** TAREAS POR REALIZAR **
- a) Traduce al inglés esta oración del artículo sobre el gobierno de Dina Boluarte: «Apenas un ralo 3% de ciudadanos aprueba su gestión».
- b) Convierte en una lista breve el párrafo del artículo sobre el gobierno de Dina Boluarte que empieza con «No la quiere casi nadie», conservando sus datos principales.
- c) Prosigue, por favor, el artículo sobre el gobierno de Dina Boluarte a partir de su última oración.

** TEXTO DE LECTURA **
* * *

Hoy cumple dos años en el gobierno Dina Boluarte, luego de la sucesión presidencial acaecida después del fallido intento de golpe de Estado perpetrado por el inefable Pedro Castillo.

El balance no puede ser positivo. La relativa estabilidad que le ha dado al país, luego de la vorágine de desgobierno que exhibió su antecesor, no le otorga el certificado de buen gobierno a una gestión que más allá de la reactivación económica -que, además, no es mérito suyo- no tiene nada que exhibir, como no sea una ausencia absoluta de políticas públicas eficientes y un rosario de denuncias fiscales por inconductas o delitos cometidos.

No la quiere casi nadie. Apenas un ralo 3% de ciudadanos aprueba su gestión. De arranque, la mitad del país que votó por Castillo la aborrece por lo que considera una traición suya a la persona e ideario del Atila chotano. Y la otra, que al comienzo le otorgó cierta licencia, la ha ido abandonando al son de su desgobierno absoluto y su falta de solución a los principales problemas del país, entre ellos el de la galopante inseguridad ciudadana.

Es una buena lección, de paso, para los aspirantes a sentarse en el sillón de Pizarro del 2026 en adelante. Nuestro país ya no puede seguir siendo gobernado en piloto automático. Ya lo hizo por casi veinticinco años y ya vemos los resultados políticos, más allá de la bonanza económica del primer decenio del siglo.

Un gobernante que no emprenda hiperactivamente un despliegue de reformas urgentes caerá pronto en el mismo desprestigio que Boluarte. Se requiere un gobierno 24×7 que sea capaz de emprender varias reformas a la vez, y enrumbar al país por la senda del republicanismo liberal que nos toca como cifra clave para sacar el país del estancamiento en el que se halla postrado, y que lo aleje de los abismos de la amenaza izquierdista radical que se asoma al proceso electoral conposibilidades ciertas.

No entiendo las razones según las cuales, bastará que Dina Boluarte convoque a elecciones para que, de inmediato, las hoy bancadas oficialistas aprovechen la ocasión para promover la vacancia presidencial y pretender construir ante la opinión pública una imagen de cierta distancia del régimen (ilusión vana, pero posible de existir).

* * *

** DATOS PROPORCIONADOS **
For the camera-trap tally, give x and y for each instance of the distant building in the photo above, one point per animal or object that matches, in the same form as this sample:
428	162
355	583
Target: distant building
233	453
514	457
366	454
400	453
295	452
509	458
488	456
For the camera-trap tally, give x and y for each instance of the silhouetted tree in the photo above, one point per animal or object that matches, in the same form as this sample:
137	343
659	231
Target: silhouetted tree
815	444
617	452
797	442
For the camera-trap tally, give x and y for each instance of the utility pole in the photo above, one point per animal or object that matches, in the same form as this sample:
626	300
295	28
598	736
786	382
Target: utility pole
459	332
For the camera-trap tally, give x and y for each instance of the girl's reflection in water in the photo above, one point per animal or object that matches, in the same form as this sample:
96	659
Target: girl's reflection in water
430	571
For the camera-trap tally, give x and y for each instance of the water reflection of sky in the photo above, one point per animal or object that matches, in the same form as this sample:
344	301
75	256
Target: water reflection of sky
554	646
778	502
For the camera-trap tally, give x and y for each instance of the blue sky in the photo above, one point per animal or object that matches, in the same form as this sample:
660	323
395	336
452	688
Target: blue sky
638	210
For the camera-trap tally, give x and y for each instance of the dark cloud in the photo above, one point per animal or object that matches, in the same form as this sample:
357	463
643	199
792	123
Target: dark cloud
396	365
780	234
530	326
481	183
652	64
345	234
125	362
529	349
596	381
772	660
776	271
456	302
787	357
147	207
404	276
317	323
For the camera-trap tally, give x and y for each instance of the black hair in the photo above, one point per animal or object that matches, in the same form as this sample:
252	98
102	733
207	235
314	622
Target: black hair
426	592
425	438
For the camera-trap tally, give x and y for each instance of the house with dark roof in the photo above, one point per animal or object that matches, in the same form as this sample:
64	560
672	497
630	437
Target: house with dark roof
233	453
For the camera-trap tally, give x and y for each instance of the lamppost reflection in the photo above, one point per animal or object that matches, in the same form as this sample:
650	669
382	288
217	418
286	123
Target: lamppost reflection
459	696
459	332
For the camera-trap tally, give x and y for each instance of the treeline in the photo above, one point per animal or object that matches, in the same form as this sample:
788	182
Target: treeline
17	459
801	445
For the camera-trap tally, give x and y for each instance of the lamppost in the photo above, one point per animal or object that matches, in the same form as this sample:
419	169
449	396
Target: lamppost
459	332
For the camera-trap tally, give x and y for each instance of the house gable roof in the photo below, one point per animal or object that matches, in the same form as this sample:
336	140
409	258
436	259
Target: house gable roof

* * *

** RESPUESTAS DEL EJERCICIO **
- a) Barely a meager 3% of citizens approve of her administration.

- b)
- Casi nadie quiere a Boluarte: apenas un 3% de los ciudadanos aprueba su gestión.
- La mitad del país que votó por Castillo la aborrece por lo que considera una traición a él y a su ideario.
- La otra mitad, que al comienzo le dio cierta licencia, la ha ido abandonando por su desgobierno y por no resolver los principales problemas del país, entre ellos la inseguridad ciudadana.

- c)
¿Qué ganarían las bancadas oficialistas con ello? Si así ocurriese, ellas tendrían que tomar el Ejecutivo, reemplazando a Boluarte, y seguramente en ese escenario provocarían un estado de rechazo popular furibundo que los colocaría en peor situación que la que están ahora (lo de Merino podría ser un chancay de a medio si se le compara con lo que ocurriría si algún congresista del deslegitimado Parlamento actualocupa el sillón presidencial así sea por unos meses, previos a la convocatoria a elecciones).

Salvo que ocurra un escándalo de proporciones (lo de la nariz presidencial no alcanza ese perfil), lo más probable es que Dina Boluarte dure hasta julio del 2026. Tendría que descubrirse a Cerrón en Palacio, a Nicanor siendo visitado por la presidenta, o aparecer audios comprometedores de la propia mandataria para pensar que la coalición parlamentaria que la sostiene le dará la espalda y promoverá su vacancia.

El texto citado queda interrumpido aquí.